:: Task objective ::
Find the string "building" in the records and copy each line where it occurs.

Segment Start: Data in this exercise

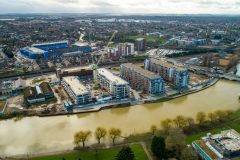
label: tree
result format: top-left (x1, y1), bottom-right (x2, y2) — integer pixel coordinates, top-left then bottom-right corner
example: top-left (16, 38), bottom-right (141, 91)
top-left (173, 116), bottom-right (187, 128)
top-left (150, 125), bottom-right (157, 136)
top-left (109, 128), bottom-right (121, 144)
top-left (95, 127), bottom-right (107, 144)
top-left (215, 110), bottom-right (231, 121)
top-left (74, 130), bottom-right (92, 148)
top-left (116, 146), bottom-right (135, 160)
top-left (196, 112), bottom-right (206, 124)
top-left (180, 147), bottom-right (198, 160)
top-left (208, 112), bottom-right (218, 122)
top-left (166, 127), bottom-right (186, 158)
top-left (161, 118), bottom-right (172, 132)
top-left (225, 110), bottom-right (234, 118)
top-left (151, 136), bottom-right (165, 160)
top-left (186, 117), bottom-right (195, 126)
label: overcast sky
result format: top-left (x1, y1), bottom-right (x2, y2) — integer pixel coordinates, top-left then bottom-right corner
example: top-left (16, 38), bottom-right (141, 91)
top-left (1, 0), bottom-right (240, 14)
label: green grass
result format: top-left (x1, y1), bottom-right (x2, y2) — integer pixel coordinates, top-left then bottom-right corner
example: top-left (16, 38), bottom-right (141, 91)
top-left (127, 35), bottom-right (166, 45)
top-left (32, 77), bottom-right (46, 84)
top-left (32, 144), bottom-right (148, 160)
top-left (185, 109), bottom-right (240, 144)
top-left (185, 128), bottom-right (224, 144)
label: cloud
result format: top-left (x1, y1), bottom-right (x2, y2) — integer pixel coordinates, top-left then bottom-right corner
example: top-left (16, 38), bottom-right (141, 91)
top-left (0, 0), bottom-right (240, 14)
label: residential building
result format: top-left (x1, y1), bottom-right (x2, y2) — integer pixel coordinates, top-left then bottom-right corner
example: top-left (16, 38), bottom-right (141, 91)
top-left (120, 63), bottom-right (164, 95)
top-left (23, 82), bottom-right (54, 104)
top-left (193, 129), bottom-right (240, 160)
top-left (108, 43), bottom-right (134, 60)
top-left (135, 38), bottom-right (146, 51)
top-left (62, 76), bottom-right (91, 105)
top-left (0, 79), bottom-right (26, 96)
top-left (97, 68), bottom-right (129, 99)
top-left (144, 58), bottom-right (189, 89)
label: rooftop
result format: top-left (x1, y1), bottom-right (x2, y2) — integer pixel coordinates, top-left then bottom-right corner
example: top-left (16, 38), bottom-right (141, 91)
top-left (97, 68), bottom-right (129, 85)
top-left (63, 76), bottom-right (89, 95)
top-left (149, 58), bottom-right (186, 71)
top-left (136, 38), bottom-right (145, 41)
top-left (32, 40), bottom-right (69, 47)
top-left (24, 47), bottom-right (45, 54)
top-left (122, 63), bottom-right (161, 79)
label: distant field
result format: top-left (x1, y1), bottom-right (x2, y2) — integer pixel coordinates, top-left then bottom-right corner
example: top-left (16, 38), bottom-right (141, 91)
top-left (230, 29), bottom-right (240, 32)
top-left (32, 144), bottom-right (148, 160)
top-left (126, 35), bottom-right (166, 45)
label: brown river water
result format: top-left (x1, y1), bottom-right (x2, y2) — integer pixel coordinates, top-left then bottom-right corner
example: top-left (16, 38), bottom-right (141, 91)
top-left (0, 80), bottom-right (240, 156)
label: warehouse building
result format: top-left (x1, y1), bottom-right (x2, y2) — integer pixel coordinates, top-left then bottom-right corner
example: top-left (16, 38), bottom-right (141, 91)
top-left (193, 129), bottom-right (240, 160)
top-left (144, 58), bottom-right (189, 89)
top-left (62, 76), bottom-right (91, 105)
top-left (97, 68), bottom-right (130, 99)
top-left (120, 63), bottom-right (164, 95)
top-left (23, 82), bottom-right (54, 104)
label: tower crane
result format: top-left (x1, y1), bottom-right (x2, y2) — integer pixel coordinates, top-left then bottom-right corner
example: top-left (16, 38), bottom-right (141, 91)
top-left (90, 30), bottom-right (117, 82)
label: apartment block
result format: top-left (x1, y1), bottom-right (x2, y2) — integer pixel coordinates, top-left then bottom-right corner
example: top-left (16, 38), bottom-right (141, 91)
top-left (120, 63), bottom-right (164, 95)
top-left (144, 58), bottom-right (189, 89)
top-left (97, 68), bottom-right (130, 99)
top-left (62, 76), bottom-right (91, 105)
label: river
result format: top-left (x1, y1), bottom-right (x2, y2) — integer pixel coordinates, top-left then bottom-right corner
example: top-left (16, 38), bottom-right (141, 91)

Segment End: Data in this exercise

:: Answer to this problem ::
label: residential building
label: warehouse building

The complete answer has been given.